── DATA FOR THIS EXERCISE ──

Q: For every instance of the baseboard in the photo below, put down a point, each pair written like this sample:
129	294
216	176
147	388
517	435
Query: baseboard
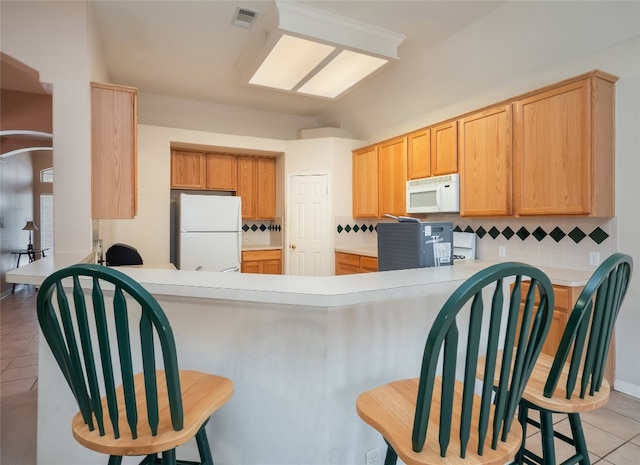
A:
627	388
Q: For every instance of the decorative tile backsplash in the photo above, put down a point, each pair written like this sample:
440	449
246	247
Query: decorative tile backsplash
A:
262	233
551	241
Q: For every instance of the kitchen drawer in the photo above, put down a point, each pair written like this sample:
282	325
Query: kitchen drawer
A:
564	296
269	254
368	264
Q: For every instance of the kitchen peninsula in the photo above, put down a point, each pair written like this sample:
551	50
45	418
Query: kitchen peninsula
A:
299	350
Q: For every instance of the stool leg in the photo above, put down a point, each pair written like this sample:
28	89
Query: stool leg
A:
169	457
115	459
523	415
391	457
203	446
546	430
578	438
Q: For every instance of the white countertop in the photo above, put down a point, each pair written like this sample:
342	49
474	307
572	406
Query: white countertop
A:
246	248
312	291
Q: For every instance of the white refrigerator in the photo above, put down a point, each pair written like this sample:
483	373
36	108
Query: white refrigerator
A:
209	232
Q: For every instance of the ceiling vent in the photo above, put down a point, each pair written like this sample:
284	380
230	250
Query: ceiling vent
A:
244	17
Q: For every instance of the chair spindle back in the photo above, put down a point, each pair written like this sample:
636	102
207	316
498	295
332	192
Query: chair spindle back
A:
590	326
520	353
92	357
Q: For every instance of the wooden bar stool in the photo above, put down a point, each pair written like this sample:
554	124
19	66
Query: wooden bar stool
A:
443	417
91	337
573	380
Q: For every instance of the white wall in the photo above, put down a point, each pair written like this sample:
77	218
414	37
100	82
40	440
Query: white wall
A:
51	38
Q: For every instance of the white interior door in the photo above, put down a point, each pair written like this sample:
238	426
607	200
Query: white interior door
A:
309	225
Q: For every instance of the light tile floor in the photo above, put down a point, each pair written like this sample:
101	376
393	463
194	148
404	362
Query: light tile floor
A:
612	432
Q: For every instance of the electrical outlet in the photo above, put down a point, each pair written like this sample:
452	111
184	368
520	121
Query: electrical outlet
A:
373	457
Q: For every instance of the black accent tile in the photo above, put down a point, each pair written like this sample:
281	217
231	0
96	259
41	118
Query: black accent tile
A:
577	235
598	235
539	233
557	234
523	233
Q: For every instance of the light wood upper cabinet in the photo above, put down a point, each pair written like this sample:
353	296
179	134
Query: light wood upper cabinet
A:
257	187
486	163
247	185
188	170
222	171
392	177
444	148
114	151
419	154
365	182
564	149
266	199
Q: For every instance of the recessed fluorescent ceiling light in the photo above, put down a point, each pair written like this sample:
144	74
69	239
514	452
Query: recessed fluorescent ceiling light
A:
297	56
341	73
306	41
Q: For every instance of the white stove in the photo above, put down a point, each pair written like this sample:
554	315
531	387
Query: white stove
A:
464	246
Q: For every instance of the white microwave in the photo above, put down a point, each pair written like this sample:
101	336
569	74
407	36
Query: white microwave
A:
439	194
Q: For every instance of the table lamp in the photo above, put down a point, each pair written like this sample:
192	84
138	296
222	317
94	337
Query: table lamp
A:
30	227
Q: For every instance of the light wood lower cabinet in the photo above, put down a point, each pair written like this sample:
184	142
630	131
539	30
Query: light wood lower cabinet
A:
347	263
262	261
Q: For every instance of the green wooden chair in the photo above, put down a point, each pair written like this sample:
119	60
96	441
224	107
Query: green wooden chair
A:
91	317
440	417
573	380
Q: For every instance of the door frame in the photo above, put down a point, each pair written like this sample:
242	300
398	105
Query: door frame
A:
329	244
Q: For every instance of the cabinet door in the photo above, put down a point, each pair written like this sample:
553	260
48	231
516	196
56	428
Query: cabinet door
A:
485	163
392	177
114	151
552	163
365	182
444	149
247	184
222	171
188	170
272	267
266	189
419	154
250	266
347	263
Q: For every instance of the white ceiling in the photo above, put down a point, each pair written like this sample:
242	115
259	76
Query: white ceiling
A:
189	49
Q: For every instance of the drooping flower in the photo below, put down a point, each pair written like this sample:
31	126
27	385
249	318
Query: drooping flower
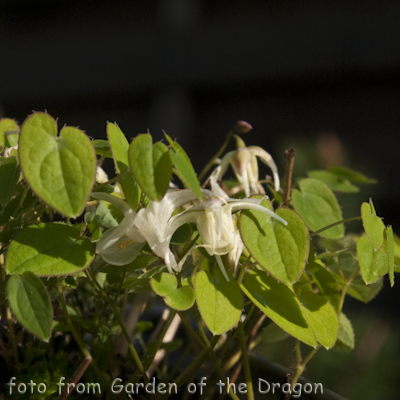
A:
216	223
122	244
213	217
244	163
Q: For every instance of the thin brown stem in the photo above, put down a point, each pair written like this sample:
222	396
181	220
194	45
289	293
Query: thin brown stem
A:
290	155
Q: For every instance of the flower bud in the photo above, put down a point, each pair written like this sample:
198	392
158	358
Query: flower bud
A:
241	127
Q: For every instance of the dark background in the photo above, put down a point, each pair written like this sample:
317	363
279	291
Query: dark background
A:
320	76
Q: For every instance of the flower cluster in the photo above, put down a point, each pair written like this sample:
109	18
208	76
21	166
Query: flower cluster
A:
214	217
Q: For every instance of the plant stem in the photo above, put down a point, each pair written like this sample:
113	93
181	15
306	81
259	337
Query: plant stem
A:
120	322
157	344
301	366
74	332
216	155
343	221
214	359
194	366
21	200
246	364
290	155
12	334
243	271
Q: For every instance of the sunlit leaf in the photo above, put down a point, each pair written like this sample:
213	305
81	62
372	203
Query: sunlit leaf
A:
60	170
373	263
184	167
9	175
220	302
322	318
279	303
49	249
151	165
30	304
373	225
319	208
281	250
345	340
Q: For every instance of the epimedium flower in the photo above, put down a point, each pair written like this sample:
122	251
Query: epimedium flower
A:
122	244
215	221
244	163
213	217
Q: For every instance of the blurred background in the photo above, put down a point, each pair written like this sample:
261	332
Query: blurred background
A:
323	77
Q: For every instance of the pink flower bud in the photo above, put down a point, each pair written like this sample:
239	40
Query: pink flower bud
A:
241	127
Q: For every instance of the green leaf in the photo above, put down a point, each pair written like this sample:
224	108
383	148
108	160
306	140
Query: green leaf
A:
141	283
373	264
151	165
322	318
30	304
373	225
220	302
390	252
319	208
326	283
9	132
345	341
184	168
362	292
60	170
100	218
181	299
166	285
281	250
102	147
351	175
49	249
120	147
335	182
273	334
279	303
9	175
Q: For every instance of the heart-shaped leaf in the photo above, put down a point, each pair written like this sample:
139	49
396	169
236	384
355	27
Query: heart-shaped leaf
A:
321	316
373	263
390	252
60	170
336	183
49	249
326	283
151	165
220	302
281	250
184	167
119	147
279	303
373	225
30	304
273	334
166	285
318	206
345	340
9	175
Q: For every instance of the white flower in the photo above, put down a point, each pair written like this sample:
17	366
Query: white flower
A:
244	163
215	221
154	225
122	244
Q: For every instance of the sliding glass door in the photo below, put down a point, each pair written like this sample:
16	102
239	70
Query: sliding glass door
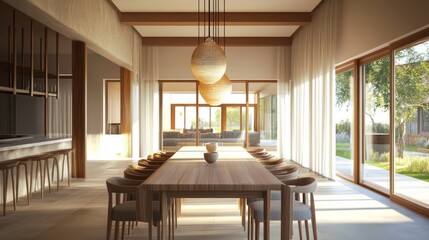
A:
411	158
344	123
375	167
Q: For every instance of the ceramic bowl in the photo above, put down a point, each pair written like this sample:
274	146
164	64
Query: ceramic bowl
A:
211	147
211	157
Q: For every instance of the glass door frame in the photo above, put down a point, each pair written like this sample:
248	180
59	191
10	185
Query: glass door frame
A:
358	104
353	65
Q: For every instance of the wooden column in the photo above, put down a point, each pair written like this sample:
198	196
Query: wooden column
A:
126	108
79	64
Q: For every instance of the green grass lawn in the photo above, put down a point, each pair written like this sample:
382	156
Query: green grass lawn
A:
343	150
400	170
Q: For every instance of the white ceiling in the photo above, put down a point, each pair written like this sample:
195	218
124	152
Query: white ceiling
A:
168	6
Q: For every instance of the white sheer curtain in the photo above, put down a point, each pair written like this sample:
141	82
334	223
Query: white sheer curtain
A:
313	79
135	96
283	103
149	102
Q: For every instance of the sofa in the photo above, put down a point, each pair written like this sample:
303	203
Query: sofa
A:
174	138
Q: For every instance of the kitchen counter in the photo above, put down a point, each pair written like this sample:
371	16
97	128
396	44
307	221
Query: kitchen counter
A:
31	145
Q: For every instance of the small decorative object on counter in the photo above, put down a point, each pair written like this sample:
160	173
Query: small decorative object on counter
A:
211	147
211	157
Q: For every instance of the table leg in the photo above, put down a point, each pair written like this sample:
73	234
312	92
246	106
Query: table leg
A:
286	214
164	209
267	214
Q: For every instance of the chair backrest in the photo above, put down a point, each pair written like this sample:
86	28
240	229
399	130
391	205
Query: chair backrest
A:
302	185
130	174
121	185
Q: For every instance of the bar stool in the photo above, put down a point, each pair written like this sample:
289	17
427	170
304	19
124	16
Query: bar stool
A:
40	160
56	155
66	154
6	167
24	162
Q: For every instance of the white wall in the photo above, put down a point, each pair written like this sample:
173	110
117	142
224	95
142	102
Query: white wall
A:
243	63
99	145
366	25
92	21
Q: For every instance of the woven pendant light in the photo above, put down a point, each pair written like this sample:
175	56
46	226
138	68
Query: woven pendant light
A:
214	93
208	62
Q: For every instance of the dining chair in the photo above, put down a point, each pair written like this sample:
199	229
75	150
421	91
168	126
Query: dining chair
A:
288	172
303	208
122	206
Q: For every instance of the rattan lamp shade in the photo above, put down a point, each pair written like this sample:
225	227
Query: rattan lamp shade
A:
214	93
208	62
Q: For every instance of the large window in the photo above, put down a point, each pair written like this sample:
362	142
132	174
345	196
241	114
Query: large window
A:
344	123
247	117
411	158
391	109
376	123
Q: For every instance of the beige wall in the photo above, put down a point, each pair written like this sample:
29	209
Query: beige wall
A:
99	68
366	25
243	63
94	22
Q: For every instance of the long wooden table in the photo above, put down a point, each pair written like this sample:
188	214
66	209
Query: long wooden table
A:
236	174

───

-- BRIEF --
Say how many lines of the entries above include the string "chair", giving the number and nothing else.

-- WORKED SOLUTION --
8